__INSTRUCTIONS__.
[a] Set down everything in the Pampanga wetland article from "The Sasmuan Pampanga" down to "in Central Luzon.", word for word.
[b] According to the Pampanga wetland article, how many hectares of coastal waters does the Sasmuan Pampanga Coastal Wetland cover?

__SELECTED EXTRACT__.
Pampanga wetland gets declaration of international importance


The Sasmuan Pampanga Coastal Wetland (SPCW) has been declared as a Ramsar site or Wetland of International Importance.

Department of Environment and Natural Resources (DENR) Regional Executive Director Paquito Moreno Jr. said SPCW is the eight Ramsar Site in the country and first in Central Luzon.

It covers more than 3,500 hectares of coastal waters and four barangays in Sasmuan town in Pampanga.

“We are honored and fortunate that the annual celebration of World Wetland Day has become more significant and special because the SPCW is now officially declared as Wetlands of International Importance,” he said.

He explained that SPCW met four of the nine criteria of Ramsar Site before it was considered as internationally important.

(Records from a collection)
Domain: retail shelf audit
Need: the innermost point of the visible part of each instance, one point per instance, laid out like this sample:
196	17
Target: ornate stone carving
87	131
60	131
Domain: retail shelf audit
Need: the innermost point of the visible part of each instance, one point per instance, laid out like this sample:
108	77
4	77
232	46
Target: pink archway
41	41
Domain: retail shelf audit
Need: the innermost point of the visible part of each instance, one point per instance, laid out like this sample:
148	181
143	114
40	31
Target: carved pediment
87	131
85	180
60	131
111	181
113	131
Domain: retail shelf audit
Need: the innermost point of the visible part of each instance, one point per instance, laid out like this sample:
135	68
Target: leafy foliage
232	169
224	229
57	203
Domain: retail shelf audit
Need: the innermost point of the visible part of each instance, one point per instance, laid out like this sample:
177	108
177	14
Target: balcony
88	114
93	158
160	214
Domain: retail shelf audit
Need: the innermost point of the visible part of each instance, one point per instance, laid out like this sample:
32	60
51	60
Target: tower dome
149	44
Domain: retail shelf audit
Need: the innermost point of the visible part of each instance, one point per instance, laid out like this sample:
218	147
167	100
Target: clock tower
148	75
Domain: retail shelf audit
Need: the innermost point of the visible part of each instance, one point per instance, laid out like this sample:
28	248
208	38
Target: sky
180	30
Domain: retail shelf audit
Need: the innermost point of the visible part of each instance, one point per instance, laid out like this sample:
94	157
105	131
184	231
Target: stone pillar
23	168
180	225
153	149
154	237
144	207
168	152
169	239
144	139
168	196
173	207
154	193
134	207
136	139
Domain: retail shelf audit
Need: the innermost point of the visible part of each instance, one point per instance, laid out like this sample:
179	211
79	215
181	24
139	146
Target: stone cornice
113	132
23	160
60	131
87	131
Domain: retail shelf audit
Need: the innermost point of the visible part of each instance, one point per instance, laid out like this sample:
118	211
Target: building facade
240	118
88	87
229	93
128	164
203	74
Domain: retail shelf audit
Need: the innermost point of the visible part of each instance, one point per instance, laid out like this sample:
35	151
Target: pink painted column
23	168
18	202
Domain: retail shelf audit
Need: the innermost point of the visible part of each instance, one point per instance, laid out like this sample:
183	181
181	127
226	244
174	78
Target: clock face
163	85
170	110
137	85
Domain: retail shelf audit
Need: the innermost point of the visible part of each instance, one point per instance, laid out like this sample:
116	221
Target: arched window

* * *

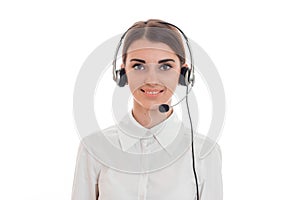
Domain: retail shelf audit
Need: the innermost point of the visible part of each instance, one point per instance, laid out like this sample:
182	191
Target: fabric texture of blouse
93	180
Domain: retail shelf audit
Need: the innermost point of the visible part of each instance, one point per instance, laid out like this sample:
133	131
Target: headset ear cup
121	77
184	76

__SOLUTIONS IN ORDER__.
[a]
The Sasmuan Pampanga Coastal Wetland (SPCW) has been declared as a Ramsar site or Wetland of International Importance.

Department of Environment and Natural Resources (DENR) Regional Executive Director Paquito Moreno Jr. said SPCW is the eight Ramsar Site in the country and first in Central Luzon.

[b] More than 3,500 hectares.